= WHAT IS ASKED =
[A] In the play review, which pastor in Rock Baptist's 110-year history is Dr. Gottschall?
[B] List every real-life preacher or evangelist named in the play review.
[C] Write what comes next in the review of the Rock Baptist play, starting after its last sentence.

--- Start of EXTRACT PROVIDED ---

Crowding the pools and the pews of Rock Baptist are the who's who of Houston: oil titans, society dames, "a converted Sakowitz" and several ex-presidents, not including backslider Bill Clinton, who, Gottschall snorts, "wouldn't be well-received." The church's adult Sunday school membership is more exclusive than a country club's. And the TV ministry is the No. 1 hit on Christian cable.
It's fundamentalist heaven, except for one little prob. The aging Dr. Gottschall (pronounced "God's-call") is only the third pastor in the Rock's 110-year history, and the forward-thinking board of directors is getting itchy to boost membership among the younger demos.
Enter slim, handsome Dr. Jeremiah Mears, leader of a growing San Antonio congregation and preacher of erudite sermons sprinkled with references to Greek. He's the latest in a monthly series of "pastors on parade" at Rock Baptist, all making Sunday-night appearances to audition for the role of successor to the throne. Mears wants the job badly, for its generous perks and to fill a hollow place in his own soul.
But the elder preacher isn't quite ready to give up his keys to the kingdom. And therein lies the conflict in this cleverly written, surprisingly touching two-act play, whose every line snaps with Bible Belt authenticity.
In his three-piece ice-cream suit, Gottschall, played with rafter-shaking, Bible-waving fervor by Hugh Feagin, bears an obvious resemblance to one of Dallas' most revered religious figures, a certain recently deceased emperor of several of God's little downtown tax-free acres. Rambo has insisted that his leading character is an amalgam of several larger-than-life Southern evangelists, but snowy-haired, florid-faced Gottschall sure ain't Billy Graham or Pat Robertson.
The Jeremiah Mears character (played with a sexy flair by Bill Jenkins) does seem to be less specific, combining the attributes of a few once-loved but troubled Texas pulpit-pounders of the 1980s. Names like Billy Weber, Larry Lea and Joel Gregory come to mind.

--- End of EXTRACT PROVIDED ---
--- Start of DATA EXTRACT ---

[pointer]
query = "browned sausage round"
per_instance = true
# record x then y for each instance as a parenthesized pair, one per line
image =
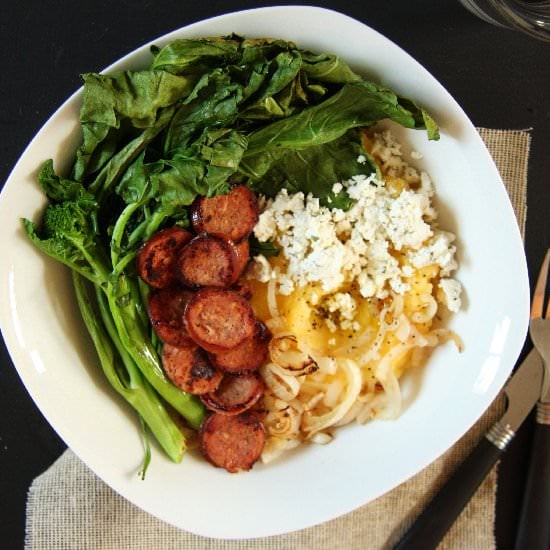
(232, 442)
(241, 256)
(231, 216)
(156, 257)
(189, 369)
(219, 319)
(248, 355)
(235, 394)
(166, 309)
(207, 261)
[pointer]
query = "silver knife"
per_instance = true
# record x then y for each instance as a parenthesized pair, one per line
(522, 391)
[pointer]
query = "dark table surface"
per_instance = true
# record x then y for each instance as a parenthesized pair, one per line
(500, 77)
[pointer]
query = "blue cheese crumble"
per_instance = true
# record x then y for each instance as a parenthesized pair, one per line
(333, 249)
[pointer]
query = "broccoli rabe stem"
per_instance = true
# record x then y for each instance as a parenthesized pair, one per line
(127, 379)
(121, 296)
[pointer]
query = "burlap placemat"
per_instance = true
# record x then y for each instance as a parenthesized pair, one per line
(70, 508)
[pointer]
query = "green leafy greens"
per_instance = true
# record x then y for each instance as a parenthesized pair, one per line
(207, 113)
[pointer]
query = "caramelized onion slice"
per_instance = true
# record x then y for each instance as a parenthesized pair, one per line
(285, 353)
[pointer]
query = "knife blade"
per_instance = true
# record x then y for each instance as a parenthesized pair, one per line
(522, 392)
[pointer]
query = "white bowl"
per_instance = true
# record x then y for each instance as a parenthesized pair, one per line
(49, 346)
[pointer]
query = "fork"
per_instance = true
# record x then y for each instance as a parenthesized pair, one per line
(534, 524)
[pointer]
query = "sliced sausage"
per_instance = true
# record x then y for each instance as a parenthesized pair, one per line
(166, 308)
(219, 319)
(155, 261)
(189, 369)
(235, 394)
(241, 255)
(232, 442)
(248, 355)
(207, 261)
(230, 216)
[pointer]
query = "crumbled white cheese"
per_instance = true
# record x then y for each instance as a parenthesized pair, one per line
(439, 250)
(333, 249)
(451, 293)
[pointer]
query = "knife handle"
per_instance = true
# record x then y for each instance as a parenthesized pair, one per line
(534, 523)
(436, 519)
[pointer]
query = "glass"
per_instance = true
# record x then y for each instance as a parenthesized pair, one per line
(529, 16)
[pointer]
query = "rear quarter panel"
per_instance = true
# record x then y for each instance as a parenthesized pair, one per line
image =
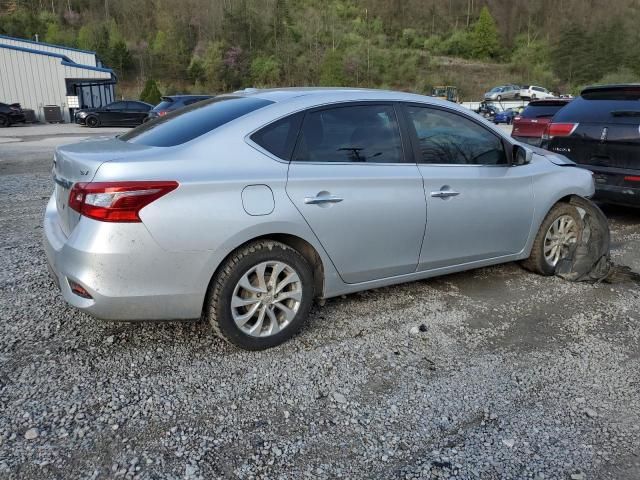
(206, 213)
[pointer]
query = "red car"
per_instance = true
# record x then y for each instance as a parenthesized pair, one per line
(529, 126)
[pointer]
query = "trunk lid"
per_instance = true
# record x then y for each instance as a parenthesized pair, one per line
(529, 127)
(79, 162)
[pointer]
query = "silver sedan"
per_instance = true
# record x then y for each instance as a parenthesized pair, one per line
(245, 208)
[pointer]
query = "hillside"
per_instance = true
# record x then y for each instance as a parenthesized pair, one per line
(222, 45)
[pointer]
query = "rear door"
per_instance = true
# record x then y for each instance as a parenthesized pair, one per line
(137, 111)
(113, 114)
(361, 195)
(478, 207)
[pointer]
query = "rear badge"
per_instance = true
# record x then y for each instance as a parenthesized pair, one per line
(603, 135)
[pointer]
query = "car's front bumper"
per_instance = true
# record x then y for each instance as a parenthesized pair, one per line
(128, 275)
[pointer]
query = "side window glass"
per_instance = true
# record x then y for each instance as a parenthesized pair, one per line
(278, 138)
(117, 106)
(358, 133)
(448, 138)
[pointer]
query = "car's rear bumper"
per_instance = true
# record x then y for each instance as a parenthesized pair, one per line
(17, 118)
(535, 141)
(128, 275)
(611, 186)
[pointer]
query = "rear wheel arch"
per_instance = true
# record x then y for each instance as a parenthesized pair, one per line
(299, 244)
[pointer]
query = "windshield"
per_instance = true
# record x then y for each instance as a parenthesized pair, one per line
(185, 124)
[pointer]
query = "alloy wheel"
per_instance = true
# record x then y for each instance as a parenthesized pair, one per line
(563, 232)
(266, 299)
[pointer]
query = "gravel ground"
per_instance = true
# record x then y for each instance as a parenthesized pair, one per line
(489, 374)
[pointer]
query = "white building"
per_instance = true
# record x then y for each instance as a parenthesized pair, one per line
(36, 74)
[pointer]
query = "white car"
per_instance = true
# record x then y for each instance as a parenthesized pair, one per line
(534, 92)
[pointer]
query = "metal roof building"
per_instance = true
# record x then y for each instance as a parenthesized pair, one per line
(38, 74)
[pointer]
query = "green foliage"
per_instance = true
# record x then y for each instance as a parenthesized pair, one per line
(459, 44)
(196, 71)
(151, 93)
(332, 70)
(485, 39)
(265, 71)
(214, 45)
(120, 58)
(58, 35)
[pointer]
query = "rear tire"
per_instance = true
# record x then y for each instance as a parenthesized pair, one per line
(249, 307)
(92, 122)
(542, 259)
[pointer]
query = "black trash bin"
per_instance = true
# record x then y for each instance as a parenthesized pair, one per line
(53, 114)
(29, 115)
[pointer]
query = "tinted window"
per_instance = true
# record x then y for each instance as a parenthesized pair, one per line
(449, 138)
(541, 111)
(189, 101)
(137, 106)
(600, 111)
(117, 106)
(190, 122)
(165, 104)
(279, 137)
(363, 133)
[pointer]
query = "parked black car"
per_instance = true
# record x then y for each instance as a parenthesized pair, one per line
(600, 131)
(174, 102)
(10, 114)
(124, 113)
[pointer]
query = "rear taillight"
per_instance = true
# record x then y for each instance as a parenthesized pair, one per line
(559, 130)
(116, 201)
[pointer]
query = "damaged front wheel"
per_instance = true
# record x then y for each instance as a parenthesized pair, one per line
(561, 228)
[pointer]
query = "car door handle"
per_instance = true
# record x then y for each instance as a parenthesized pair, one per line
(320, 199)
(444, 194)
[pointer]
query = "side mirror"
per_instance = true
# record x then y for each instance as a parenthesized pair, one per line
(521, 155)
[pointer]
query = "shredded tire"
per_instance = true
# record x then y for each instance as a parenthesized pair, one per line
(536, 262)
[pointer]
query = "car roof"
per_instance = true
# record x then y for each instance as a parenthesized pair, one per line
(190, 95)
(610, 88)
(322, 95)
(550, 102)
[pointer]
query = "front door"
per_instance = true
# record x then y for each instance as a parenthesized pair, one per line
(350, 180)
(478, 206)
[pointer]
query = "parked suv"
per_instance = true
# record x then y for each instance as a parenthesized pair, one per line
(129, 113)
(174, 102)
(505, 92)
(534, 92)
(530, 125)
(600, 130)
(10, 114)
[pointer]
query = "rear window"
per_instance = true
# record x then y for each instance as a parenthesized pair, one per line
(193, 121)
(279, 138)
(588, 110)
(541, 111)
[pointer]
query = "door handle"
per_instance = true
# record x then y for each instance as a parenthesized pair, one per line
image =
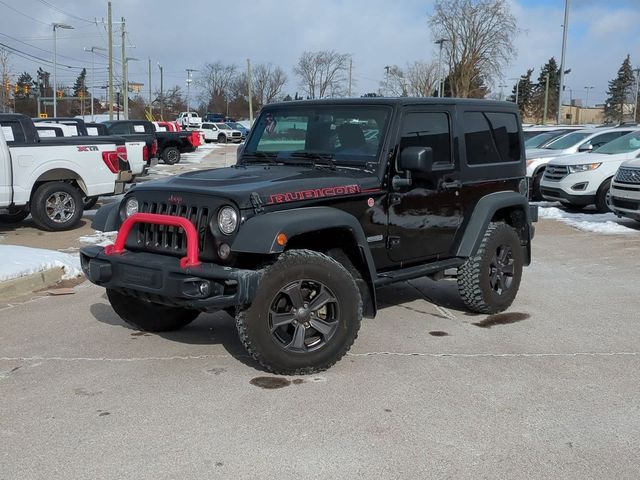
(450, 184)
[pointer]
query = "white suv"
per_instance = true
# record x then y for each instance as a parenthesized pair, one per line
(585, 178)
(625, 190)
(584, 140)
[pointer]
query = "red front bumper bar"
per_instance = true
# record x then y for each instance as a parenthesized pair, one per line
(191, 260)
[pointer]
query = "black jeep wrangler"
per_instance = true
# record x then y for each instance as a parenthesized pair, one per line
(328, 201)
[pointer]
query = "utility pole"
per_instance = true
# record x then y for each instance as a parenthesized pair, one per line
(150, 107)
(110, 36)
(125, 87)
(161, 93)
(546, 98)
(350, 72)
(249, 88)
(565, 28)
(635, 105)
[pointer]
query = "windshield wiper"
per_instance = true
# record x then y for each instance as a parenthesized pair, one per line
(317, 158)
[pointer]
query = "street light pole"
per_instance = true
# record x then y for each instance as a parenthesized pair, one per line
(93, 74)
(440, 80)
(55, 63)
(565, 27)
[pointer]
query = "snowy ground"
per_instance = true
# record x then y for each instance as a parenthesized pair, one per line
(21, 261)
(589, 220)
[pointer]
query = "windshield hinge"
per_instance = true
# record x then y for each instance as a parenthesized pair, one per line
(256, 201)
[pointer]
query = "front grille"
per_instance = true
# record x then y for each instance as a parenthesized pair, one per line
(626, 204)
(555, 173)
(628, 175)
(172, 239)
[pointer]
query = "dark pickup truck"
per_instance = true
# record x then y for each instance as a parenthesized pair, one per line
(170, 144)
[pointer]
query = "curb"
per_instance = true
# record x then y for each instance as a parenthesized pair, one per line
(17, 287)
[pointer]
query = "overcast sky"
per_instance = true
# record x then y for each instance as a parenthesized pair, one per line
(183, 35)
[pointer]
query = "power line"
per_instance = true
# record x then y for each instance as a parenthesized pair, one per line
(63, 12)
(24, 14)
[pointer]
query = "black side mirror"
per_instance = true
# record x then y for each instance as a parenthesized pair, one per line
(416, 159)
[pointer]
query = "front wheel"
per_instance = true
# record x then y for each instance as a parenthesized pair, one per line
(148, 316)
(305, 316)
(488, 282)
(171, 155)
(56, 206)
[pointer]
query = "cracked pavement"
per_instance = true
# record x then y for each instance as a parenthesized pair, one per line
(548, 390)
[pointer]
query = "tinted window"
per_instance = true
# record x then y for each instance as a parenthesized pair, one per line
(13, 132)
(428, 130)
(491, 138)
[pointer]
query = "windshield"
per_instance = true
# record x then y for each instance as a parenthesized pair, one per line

--- End of DATA EXTRACT ---

= ANSWERS FOR THIS EXERCISE =
[A] He is only the third pastor in the Rock's 110-year history.

[B] Billy Graham, Pat Robertson, Billy Weber, Larry Lea, Joel Gregory

[C]
In Act 1 the battle for the church's top billing begins when Mears turns out to be a big hit in his Rock tryout. In church lingo "his numbers are good," meaning his altar calls recruit hundreds of newbies to the flock and the collection plates add up to five figures. As the spotlight shifts to the younger man, Gottschall's pride gets bruised. Soon the two men of God are going at it in an ungodly clash of egos and wills that, despite its heightened satirical tone, is clearly grounded in playwright Rambo's serious knowledge of the ugly inner workings of big-biz religion.
"This is the Baptist Super Bowl!" bellows Gottschall. And he's Vince Lombardi, not about to cede control of his winning team. "I'm not going," Gottschall roars at the end of a rousing sermon, "until it's Gaaaaaaaawd's time!"
Which can't come too soon for Mears. Instead of inheriting the starring spot at the heavily attended, broadcast-worthy 10 a.m. services, Mears finds himself relegated to lesser tasks like blessing new bowling lanes and offering the benediction at the weight-loss group's "Jell-O Jubilee." His faith sorely tested by the letdown, Mears also wrestles with being abandoned by Gottschall as a father figure, his own dad having disappeared while street preaching in New Orleans decades before.
Caught as a go-between to the two angry ministers is simple-minded Hugo Taney (Terry Dobson), a twangy church techie whose life revolves around the Rock. A reformed addict, Taney confesses to Mears that "I wasn't all that smart before I started doing drugs." Now his main job is wiring up the preachers with bodymikes backstage, but he's also wired into whatever's being said about anyone in any corner of the huge church complex.
As the Gomer Pyle of this mega-church, Taney is both a source of gossip and a fountain of basic common sense. His goofy presence keeps the high-minded pastors down to earth. "You're as jumpy as a baby Chihuahua," Taney tells Mears just before the young minister delivers his first big sermon.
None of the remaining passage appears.